Task details: Look in the material below for the line with "Query: hedge" and the line with "find sky | one", then set down exactly those two lines and all lines between, nothing more.

= Beginning of Section =

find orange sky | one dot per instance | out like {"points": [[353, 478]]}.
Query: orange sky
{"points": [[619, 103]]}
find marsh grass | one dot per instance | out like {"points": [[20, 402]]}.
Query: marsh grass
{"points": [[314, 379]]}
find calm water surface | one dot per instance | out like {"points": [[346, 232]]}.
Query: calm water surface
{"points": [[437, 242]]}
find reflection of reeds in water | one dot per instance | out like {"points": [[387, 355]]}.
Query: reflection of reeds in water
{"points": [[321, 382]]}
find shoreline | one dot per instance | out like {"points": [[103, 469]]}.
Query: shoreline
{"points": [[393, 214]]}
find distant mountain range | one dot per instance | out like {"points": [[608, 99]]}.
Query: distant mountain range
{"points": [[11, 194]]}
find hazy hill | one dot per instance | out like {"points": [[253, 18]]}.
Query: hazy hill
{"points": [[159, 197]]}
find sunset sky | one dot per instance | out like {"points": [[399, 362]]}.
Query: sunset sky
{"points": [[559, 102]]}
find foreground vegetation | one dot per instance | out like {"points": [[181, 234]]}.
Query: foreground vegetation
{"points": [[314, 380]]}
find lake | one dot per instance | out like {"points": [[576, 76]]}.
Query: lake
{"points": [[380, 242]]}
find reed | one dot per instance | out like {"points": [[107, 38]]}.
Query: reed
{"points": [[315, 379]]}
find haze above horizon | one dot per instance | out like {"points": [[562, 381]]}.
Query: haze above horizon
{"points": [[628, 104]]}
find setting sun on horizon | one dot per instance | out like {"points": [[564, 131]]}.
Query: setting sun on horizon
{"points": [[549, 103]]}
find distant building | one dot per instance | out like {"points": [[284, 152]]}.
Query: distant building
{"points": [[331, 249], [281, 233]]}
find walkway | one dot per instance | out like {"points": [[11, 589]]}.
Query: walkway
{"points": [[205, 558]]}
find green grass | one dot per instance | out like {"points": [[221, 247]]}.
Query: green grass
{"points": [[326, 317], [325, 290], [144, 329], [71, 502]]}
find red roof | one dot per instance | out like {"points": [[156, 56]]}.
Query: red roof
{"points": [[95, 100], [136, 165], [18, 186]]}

= End of Section =
= Beginning of Section =

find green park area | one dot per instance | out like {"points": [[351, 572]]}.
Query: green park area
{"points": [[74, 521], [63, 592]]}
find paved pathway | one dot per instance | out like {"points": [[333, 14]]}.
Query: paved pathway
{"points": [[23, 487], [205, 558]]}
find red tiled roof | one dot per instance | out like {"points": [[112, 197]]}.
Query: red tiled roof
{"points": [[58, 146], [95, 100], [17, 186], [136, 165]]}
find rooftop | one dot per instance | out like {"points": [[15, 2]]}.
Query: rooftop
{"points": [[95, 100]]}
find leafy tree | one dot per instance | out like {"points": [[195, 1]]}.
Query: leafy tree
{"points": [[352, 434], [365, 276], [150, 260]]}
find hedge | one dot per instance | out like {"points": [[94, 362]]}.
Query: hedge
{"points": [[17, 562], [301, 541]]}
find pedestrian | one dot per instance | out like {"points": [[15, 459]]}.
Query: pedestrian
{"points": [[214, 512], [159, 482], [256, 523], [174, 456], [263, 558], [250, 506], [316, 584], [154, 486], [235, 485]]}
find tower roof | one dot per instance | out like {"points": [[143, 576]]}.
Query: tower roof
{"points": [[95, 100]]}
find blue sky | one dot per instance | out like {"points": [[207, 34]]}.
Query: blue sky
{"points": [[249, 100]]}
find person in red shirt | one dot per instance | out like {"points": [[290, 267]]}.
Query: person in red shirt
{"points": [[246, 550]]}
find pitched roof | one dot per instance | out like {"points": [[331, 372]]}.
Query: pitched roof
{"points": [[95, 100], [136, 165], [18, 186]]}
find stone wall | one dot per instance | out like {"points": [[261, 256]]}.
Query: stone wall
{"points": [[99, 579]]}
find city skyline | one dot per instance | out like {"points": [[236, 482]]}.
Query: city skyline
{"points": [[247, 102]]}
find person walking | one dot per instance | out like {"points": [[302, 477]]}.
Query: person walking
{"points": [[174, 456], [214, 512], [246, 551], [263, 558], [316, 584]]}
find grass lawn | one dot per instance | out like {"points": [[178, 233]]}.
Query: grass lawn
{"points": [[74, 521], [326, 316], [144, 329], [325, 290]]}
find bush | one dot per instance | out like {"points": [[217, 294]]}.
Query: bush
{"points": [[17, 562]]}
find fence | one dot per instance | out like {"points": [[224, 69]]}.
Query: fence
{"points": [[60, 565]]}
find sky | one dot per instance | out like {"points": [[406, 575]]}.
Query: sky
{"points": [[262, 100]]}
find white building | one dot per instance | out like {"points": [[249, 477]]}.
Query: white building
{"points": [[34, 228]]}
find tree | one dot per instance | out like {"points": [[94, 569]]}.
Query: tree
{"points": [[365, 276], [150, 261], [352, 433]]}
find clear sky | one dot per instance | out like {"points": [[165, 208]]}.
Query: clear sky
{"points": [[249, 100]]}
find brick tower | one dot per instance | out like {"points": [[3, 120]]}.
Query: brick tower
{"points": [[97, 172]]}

= End of Section =
= Beginning of Section =

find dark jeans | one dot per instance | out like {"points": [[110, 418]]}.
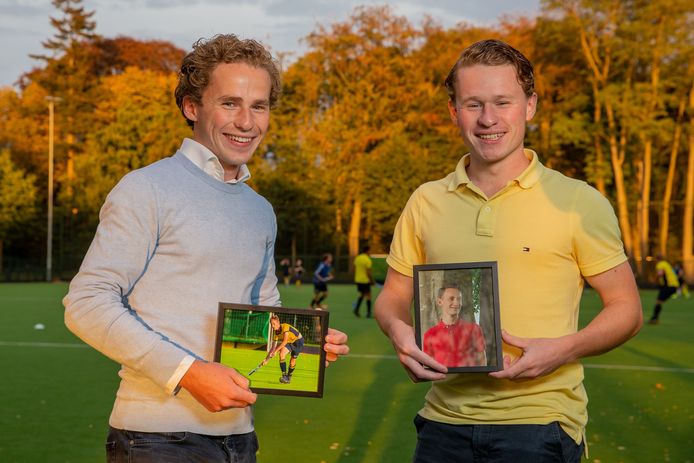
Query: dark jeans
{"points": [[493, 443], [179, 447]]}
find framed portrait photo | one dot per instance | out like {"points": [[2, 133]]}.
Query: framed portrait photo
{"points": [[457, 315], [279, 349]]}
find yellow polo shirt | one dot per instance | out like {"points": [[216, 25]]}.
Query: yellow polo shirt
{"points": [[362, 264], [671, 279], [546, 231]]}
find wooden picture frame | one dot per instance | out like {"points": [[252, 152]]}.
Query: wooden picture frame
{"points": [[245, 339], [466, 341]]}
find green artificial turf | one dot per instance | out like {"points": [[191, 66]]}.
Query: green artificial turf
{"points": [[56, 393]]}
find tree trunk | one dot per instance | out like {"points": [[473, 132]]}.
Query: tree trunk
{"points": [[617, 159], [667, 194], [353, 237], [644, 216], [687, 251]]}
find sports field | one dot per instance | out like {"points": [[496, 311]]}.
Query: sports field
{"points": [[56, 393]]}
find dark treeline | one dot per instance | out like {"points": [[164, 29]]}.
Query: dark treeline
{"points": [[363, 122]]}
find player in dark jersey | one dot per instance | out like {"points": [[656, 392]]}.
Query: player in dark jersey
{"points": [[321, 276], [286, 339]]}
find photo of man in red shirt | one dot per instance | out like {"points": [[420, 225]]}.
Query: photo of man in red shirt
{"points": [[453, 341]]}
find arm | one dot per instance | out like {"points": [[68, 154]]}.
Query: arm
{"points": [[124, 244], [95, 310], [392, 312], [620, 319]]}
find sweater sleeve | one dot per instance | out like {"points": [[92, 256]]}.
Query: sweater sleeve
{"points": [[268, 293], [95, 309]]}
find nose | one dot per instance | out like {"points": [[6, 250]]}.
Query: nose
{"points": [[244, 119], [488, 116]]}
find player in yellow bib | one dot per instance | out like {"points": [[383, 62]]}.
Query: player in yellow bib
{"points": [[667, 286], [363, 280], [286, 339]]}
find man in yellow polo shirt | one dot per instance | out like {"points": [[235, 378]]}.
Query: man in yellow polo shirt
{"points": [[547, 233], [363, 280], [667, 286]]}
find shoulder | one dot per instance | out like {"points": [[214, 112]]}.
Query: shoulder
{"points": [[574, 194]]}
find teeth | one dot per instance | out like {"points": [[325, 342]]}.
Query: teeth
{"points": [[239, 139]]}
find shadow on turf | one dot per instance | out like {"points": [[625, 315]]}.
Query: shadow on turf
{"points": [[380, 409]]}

= End of Section =

Solution to the problem:
Query: hedge
{"points": [[17, 562], [301, 541]]}
find pedestrian | one dot per instance | out like {"points": [[15, 459]]}.
Query: pedestrian
{"points": [[214, 512], [159, 482], [256, 523], [174, 456], [263, 558], [250, 506], [316, 584], [154, 486], [235, 485]]}
find tower roof | one dot per instance | out like {"points": [[143, 576]]}.
Query: tower roof
{"points": [[95, 100]]}
find blue sky | one dot per instance | out like {"points": [[207, 34]]}.
Query: blue sky
{"points": [[249, 100]]}
find person in red shirt | one dot per instance | out like {"points": [[290, 267]]}.
Query: person in red shirt
{"points": [[246, 550]]}
find pitched roof | one dot per instance | out like {"points": [[331, 372]]}.
Query: pitched roof
{"points": [[95, 100], [136, 165], [18, 186]]}
find stone wall | one dot per instance | out like {"points": [[261, 256]]}.
Query: stone wall
{"points": [[99, 579]]}
find city skyline | one dot per instance | out like {"points": [[236, 482]]}.
Query: city skyline
{"points": [[247, 102]]}
find person walking | one dot per instance | out like {"points": [[302, 477]]}.
Query: person walking
{"points": [[174, 456], [214, 512], [246, 551], [263, 558], [316, 584]]}
find grass lawn | one dot per instance | out like {"points": [[178, 233]]}.
Query: grass lawn
{"points": [[74, 521], [326, 316], [144, 329], [325, 290]]}
find bush | one dot per instance | out like {"points": [[217, 294]]}.
Query: bush
{"points": [[17, 562]]}
find fence | one dot per instance | out like {"points": [[224, 69]]}.
Query: fence
{"points": [[60, 565]]}
find sky | one dot per instance | out like {"points": [[406, 575]]}.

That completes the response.